§ TEXTO FORNECIDO:
======
Re: A Questão Indigena
Enviado: Qua Abr 23, 2008 2:37 pm
Fantasmas convenientes
Felipe Milanez
Nos pés do Monte Roraima, extremo norte do Brasil, uma praça-de-guerra foi montada nas últimas semanas por uma questão que assola grande parte dos sertões do País: o conflito fundiário em terras indígenas. De um lado está a Polícia Federal, pronta a cumprir a lei que determina a retirada de fazendeiros da reserva Raposa Serra do Sol. De outro, um grupo de produtores rurais, liderados por Paulo César Quartiero, a prometer resistência até a morte. Quartiero chegou a contratar pistoleiros em Manaus e na Venezuela para defender sua propriedade. No meio, 18 mil indígenas declarados donos de uma área de 1,74 milhão de hectares e que esperam obter, de fato, o que de direito conseguiram em 2005, quando a área foi homologada pelo governo federal. Como pano de fundo, uma discussão que faz reaparecer velhos fantasmas dos ultranacionalistas, entre eles o risco de internacionalização da Amazônia.
A interrupção do processo de retirada dos fazendeiros por uma decisão liminar do Supremo Tribunal Federal (STF) adiou o conflito em Roraima, mas criou um novo ponto de atrito em Brasília entre os poderes Executivo e Judiciário. “O que estamos assistindo é uma fraude”, dispara o ministro da Justiça, Tarso Genro, contra a tese, aparentemente acatada pelo STF, de que a homologação da reserva seria uma ameaça à integridade nacional e à soberania. Há sinais de que vários ministros do Supremo compartilham da preocupação externada por integrantes das Forças Armadas, da reserva e da ativa, de que a criação de áreas indígenas de enorme extensão é um entrave ao trabalho do Exército Brasileiro e, por extensão, um enfraquecimento da capacidade de controle das divisas.
Relator do processo no Supremo, o ministro Carlos Ayres Britto declarou que a região é próxima da fronteira brasileira e deve ser tratada como estratégica. Mais comedido nas palavras, o ministro Eros Grau expressou à CartaCapital preocupação semelhante: “Existem ali interesses de toda ordem. Há os de organizações não-governamentais, e as ONGs podem ser do bem e podem ser do mal. Tenho muito medo quando se quer transferir as responsabilidades do Estado para a sociedade civil, vale dizer para o mercado”.
O ministro Genro discorda. Para ele, o temor da suposta ameaça à soberania está embasado em mitos. “Há um apoio a uma resistência que se coloca como movimento social, coisas são apresentadas como natural, mas trata-se de ações terroristas de resistência”, considera, em referência à posição dos fazendeiros, já indenizados, de não querer deixar as terras. Segundo o ministro, o que acontece é “a chegada do Estado de Direito a um lugar dominado pelo Estado Oligárquico”. O maior dos mitos, diz Genro, é o de que as terras indígenas são indisponíveis para a União. “Alimentou-se uma mentira. Do ponto de vista jurídico, é falsa a preocupação dos militares. Na verdade, o País perde o controle quando arrozeiros armados impedem a chegada da lei.”
======
§ TRECHO DA LISTAGEM:
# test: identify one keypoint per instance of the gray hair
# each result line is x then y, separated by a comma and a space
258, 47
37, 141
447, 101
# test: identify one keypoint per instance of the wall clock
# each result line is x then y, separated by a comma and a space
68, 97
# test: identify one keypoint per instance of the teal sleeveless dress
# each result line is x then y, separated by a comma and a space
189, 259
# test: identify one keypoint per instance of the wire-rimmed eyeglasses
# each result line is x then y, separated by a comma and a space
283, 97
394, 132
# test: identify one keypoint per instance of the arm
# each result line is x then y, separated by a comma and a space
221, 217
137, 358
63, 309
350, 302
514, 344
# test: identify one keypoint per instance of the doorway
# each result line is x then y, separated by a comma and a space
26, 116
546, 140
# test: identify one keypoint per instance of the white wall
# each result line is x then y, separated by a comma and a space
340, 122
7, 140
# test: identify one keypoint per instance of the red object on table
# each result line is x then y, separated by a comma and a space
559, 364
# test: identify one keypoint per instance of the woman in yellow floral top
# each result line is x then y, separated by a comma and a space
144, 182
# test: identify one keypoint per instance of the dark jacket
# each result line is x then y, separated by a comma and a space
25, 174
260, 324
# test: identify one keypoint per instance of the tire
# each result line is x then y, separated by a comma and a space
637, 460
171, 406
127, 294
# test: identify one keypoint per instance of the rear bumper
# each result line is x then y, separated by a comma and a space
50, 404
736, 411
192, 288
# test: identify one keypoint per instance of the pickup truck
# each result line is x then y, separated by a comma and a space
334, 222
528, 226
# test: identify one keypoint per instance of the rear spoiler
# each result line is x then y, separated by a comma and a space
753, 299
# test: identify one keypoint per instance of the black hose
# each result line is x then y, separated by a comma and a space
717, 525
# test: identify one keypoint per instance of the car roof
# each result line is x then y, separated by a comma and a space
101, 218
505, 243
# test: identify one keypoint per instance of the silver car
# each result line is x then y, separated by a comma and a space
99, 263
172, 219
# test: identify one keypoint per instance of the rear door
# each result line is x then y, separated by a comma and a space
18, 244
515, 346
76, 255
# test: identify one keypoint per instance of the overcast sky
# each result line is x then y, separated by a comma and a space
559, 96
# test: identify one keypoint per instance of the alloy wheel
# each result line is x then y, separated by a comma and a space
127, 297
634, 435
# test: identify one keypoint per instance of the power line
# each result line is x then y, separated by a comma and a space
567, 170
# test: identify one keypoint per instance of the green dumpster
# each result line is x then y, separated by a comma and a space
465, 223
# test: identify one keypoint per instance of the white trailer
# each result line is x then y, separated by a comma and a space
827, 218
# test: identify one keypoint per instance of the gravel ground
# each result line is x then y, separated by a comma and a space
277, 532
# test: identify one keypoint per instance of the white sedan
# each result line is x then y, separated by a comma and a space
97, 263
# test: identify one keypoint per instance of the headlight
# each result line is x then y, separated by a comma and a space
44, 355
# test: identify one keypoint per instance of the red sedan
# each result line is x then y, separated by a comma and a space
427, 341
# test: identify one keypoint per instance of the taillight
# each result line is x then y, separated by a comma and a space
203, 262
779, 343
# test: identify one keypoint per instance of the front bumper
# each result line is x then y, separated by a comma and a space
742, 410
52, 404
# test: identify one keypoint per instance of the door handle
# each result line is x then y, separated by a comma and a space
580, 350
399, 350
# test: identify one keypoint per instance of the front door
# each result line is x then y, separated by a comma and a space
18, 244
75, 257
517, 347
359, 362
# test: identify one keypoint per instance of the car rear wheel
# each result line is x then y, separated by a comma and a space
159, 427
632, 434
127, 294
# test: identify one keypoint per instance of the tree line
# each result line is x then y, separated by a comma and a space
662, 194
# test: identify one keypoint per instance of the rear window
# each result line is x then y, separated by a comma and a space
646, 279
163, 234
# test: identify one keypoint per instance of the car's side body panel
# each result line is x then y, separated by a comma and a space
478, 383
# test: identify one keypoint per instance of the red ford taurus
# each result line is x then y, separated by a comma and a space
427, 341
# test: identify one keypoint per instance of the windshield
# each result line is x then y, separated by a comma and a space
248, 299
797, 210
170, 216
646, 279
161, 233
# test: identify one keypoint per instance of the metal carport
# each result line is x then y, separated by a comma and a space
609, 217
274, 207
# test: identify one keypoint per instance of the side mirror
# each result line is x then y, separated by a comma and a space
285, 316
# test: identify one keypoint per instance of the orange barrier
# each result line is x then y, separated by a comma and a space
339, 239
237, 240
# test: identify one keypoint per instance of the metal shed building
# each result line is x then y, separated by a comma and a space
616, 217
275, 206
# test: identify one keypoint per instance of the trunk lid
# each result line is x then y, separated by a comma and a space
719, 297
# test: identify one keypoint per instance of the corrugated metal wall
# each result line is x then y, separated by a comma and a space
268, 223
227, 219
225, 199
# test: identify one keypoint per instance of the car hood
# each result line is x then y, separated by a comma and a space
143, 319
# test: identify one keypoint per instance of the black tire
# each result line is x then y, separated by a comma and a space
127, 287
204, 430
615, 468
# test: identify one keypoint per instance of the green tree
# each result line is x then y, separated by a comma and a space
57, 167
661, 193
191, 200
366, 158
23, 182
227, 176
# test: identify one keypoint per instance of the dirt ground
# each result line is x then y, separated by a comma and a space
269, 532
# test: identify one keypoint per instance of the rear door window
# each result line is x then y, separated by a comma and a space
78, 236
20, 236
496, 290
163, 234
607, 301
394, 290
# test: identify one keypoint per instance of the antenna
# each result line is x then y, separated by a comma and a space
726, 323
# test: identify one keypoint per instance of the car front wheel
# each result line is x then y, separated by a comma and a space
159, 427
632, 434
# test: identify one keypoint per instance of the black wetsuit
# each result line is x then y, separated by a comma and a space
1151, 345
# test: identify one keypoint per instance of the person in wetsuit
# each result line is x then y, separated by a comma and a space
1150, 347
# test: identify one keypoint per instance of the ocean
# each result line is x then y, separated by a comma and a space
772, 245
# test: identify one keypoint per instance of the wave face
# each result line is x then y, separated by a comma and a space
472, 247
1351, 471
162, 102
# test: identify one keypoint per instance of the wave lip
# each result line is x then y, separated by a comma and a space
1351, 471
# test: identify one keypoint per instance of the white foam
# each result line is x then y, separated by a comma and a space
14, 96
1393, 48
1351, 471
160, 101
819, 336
======
§ TAREFA PROPOSTA 1:
Segundo o texto sobre a reserva Raposa Serra do Sol, em que ano a área foi homologada pelo governo federal?
§ TAREFA PROPOSTA 2:
Extraia do texto sobre a reserva Raposa Serra do Sol o trecho que vai de "A interrupção do" até "controle das divisas.", copiando-o sem nenhuma alteração.
§ TAREFA PROPOSTA 3:
Continue o texto sobre a reserva Raposa Serra do Sol a partir do ponto em que ele termina.
A listagem vem de uma fonte diferente da do texto.

§ RESPOSTA 1:
Em 2005.

§ RESPOSTA 2:
A interrupção do processo de retirada dos fazendeiros por uma decisão liminar do Supremo Tribunal Federal (STF) adiou o conflito em Roraima, mas criou um novo ponto de atrito em Brasília entre os poderes Executivo e Judiciário. “O que estamos assistindo é uma fraude”, dispara o ministro da Justiça, Tarso Genro, contra a tese, aparentemente acatada pelo STF, de que a homologação da reserva seria uma ameaça à integridade nacional e à soberania. Há sinais de que vários ministros do Supremo compartilham da preocupação externada por integrantes das Forças Armadas, da reserva e da ativa, de que a criação de áreas indígenas de enorme extensão é um entrave ao trabalho do Exército Brasileiro e, por extensão, um enfraquecimento da capacidade de controle das divisas.

§ RESPOSTA 3:
Militares da reserva demonstraram na mídia, nas últimas semanas, a contrariedade com a ação de retirada e o cumprimento da homologação da reserva. Não é uma posição nova a respeito do assunto. Desde que a demarcação começou a ser pleiteada, há 33 anos, as Forças Armadas sempre se opuseram ao projeto. O Exército chegou a ter três bases na área: Uiramutã, Normandia e Pacaraima. Em 1996, os generais pareciam ter vencido a queda-de-braço com a Fundação Nacional do Índio (Funai). À época, o então ministro da Justiça Nelson Jobim, hoje titular da Defesa, determinou, por portaria, que fossem criadas ilhas isoladas de reserva e não uma área contínua, como defendia a Funai.
O sucessor de Jobim, Renan Calheiros, voltou atrás e aprovou a criação de uma reserva em território contínuo. Dezenas de ações do estado de Roraima e de particulares chegaram à Justiça Federal, que suspendeu os efeitos da portaria declaratória da terra e impediu o último trâmite do processo, a homologação definitiva pelo então presidente Fernando Henrique Cardoso.
Foi durante a gestão de Márcio Thomaz Bastos no Ministério da Justiça que a criação da reserva finalmente saiu do papel. Bastos elaborou uma nova portaria que pôs fim a todas as ações judiciais. A estratégia recebeu o aval do ministro do Supremo Carlos Ayres Britto. No dia seguinte à decisão de Britto, Lula assinou a homologação da terra indígena.
Os temores dos militares deveriam ter sido definitivamente superados nesse momento. Como as terras indígenas pertencem à União, a lei determinou que o Exército disponha de total autonomia para entrar e montar bases em caso de ameaça à soberania. O Decreto nº 4.412, publicado no final do governo FHC, diz que basta as Forças Armadas consultarem a Secretaria-Executiva do Conselho de Defesa Nacional caso queiram instalar unidades em reservas. O próprio decreto de homologação assinado por Lula mais tarde assegura, expressamente, a ação militar e da Polícia Federal na região.
Mas nem essas medidas serviram para apaziguar os ânimos. Quando presidiu a Funai, Mércio Pereira Gomes foi convocado diversas vezes pela Escola Superior de Guerra para prestar esclarecimentos sobre o processo, por causa do continuado e irremovível receio dos oficiais. “Eles se preocupavam com a segurança, mas não há dúvidas na legislação de que o Exército tem autonomia para cuidar das fronteiras”, afirma Gomes. “E sobre a soberania, a legislação brasileira e internacional garantem a integridade do território.”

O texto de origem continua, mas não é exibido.